Start of Entries supplied

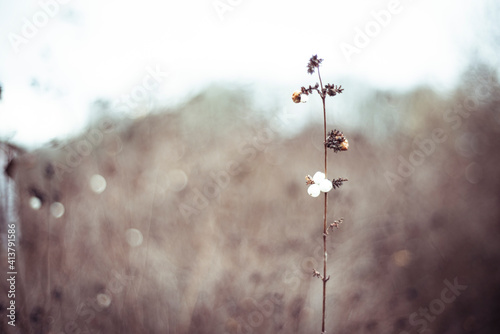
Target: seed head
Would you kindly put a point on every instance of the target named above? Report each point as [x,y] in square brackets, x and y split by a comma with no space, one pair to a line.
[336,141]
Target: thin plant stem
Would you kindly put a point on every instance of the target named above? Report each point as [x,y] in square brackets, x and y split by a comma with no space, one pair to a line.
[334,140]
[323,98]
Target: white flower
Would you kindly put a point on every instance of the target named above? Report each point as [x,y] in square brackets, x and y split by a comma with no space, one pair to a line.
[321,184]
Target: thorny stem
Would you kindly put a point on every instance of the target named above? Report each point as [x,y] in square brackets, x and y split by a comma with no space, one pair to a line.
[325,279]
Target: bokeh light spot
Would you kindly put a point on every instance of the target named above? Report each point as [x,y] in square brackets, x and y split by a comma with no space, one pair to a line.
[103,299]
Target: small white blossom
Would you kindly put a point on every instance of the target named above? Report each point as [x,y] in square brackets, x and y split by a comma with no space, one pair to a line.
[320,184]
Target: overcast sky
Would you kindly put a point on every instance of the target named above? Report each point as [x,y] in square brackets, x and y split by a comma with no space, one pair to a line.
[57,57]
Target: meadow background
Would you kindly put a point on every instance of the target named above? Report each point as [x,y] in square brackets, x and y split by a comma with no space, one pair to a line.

End of Entries supplied
Start of Entries supplied

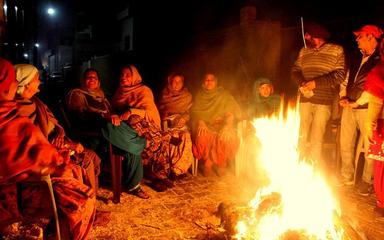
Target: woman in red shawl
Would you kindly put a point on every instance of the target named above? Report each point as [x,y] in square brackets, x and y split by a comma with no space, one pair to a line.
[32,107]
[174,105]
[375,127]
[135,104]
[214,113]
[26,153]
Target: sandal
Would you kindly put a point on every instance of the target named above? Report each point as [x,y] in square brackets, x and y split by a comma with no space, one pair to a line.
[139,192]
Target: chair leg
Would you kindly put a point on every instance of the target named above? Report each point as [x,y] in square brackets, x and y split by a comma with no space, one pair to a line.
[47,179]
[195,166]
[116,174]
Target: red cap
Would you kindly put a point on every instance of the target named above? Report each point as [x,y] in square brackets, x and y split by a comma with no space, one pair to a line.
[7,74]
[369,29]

End of Entries supplied
Start of Entries supplied

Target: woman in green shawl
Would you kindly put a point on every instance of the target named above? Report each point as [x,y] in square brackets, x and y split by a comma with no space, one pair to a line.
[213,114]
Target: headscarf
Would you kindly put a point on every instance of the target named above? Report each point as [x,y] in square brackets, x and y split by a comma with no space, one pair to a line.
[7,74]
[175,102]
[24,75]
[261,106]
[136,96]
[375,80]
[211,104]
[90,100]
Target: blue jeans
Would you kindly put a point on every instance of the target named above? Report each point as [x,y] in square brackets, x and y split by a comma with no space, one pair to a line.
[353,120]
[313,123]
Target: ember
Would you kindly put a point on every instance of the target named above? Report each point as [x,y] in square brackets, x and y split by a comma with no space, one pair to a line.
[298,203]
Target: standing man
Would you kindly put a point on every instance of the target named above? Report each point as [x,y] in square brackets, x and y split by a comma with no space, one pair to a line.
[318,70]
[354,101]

End of Entries supplied

### Task to carry out
Pick out each line in the items above that contains the word "white", with case counting, and copy every such line in full.

### Response
Target: white flower
Target: small white blossom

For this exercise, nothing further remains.